▶ [EXERCISE GOAL]:
With the images removed, transcribe the listing that follows exactly.

▶ [DATASET ENTRIES]:
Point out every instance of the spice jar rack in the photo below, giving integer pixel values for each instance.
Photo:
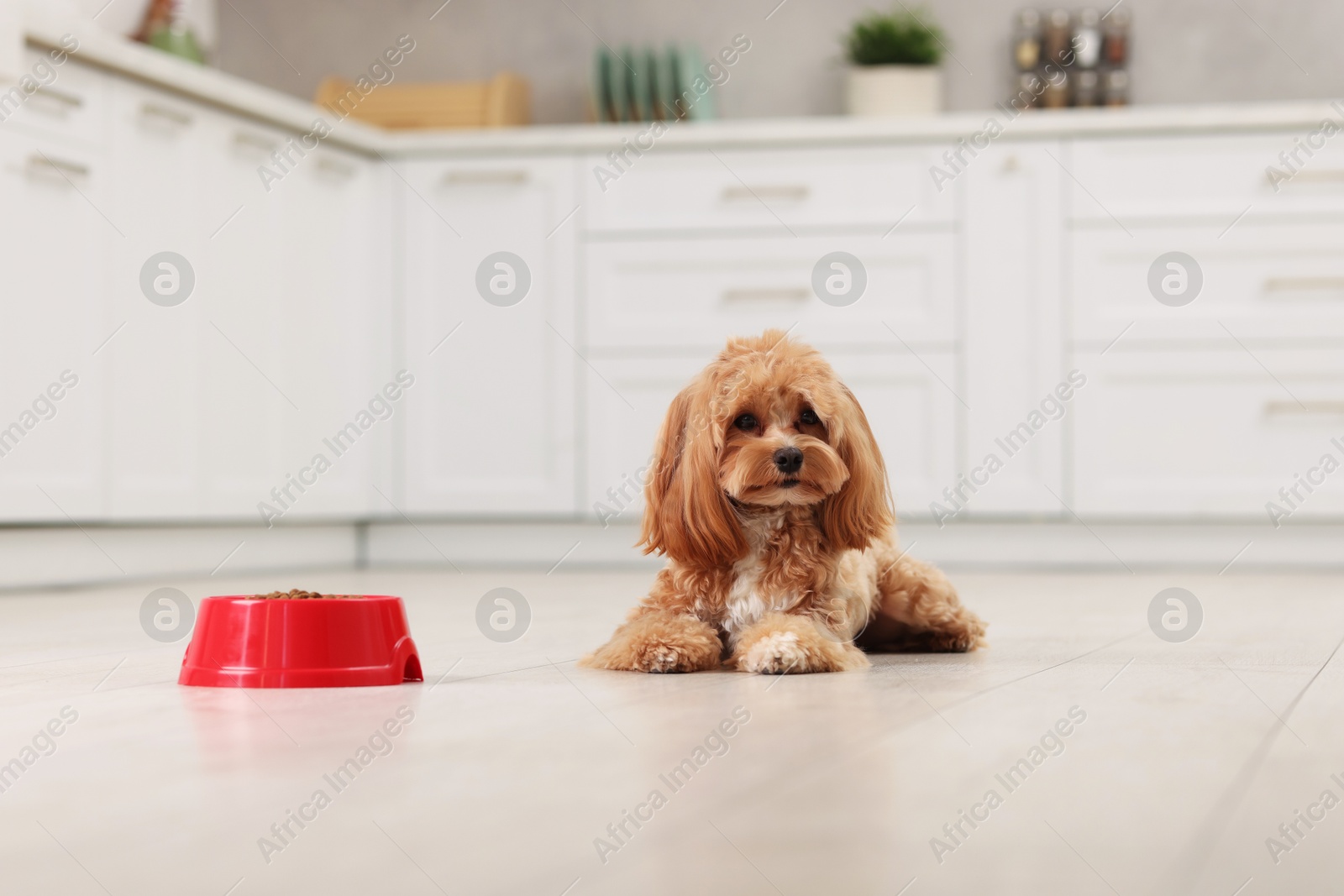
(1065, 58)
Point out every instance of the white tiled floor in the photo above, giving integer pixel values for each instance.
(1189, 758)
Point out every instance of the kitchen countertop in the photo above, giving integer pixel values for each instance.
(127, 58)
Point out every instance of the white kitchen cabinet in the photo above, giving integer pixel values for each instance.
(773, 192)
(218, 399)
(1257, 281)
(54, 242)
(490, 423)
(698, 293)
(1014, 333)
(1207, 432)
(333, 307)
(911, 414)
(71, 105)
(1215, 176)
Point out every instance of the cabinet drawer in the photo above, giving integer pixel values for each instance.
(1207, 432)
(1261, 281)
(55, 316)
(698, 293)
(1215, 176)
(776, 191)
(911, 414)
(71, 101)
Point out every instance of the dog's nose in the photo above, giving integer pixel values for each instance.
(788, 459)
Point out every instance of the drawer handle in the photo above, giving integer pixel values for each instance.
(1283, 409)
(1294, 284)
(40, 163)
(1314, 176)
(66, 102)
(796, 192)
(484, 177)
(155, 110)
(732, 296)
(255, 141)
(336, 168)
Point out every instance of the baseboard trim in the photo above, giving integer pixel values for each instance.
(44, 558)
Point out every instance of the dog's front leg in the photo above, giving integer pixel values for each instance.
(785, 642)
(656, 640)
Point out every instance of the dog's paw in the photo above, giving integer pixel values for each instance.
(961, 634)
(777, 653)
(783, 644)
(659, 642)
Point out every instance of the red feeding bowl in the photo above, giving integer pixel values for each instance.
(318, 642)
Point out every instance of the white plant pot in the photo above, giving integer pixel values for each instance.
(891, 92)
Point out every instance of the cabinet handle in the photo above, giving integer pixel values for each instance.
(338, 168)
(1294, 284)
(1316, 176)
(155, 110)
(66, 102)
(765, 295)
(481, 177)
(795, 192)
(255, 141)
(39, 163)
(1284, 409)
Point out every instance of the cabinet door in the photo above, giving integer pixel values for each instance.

▶ [THE ANSWER]:
Point out every instance of the spice jar rack in the photo below, giving integer pixel values for each instance.
Photo:
(1065, 58)
Point out every instance of the white tiled floor in the photo above, giving integer pixel values for each instance.
(1189, 758)
Point out every instance of the kitchen countertop in the photo above, giving integer pixel values for each instance.
(127, 58)
Point out every instance of the white kitchen cabinet in the photo above, giving integer pixel values for each instance.
(773, 192)
(218, 399)
(1257, 281)
(54, 242)
(490, 423)
(698, 293)
(1014, 333)
(1207, 432)
(333, 307)
(911, 414)
(71, 105)
(1215, 176)
Point out every instance of the cabinet drawer in the photo above, giving integer pixel values for each instance.
(1207, 432)
(1261, 281)
(55, 316)
(698, 293)
(1215, 176)
(776, 191)
(911, 414)
(71, 101)
Point out every instance of the dog's nose in the photo above, giving integer pixel values for each instance.
(788, 459)
Point out every instance of the drawer handle in the photo above, giving integer pixel values for each instance.
(1283, 409)
(1294, 284)
(40, 163)
(1314, 176)
(66, 102)
(796, 192)
(484, 177)
(155, 110)
(732, 296)
(255, 141)
(336, 168)
Point out every instance of the baseboard trim in the photo above, giving integer pixel values for each instance.
(44, 558)
Point out every instance of the dog's front leg in the photo above, giving integer pixel values for each instance.
(785, 642)
(656, 640)
Point out every instance of the dog's paw in the photo above, giving integer pixel values for each instance.
(961, 634)
(777, 653)
(783, 644)
(659, 642)
Point out every instance of the red feeding bowl in the photo above, giving integer pixel values for each instance.
(318, 642)
Point out every instance of the white plant pot in the photo above, giving integer pixel values for each instance.
(891, 92)
Point out every instance of the cabinet handle in the photo above, giving integer pixel values for each instance.
(338, 168)
(1294, 284)
(1316, 176)
(155, 110)
(66, 102)
(765, 295)
(481, 177)
(795, 192)
(255, 141)
(39, 163)
(1284, 409)
Point out every instance of the cabinet door in the photo above, giving integer pixel values for each instance.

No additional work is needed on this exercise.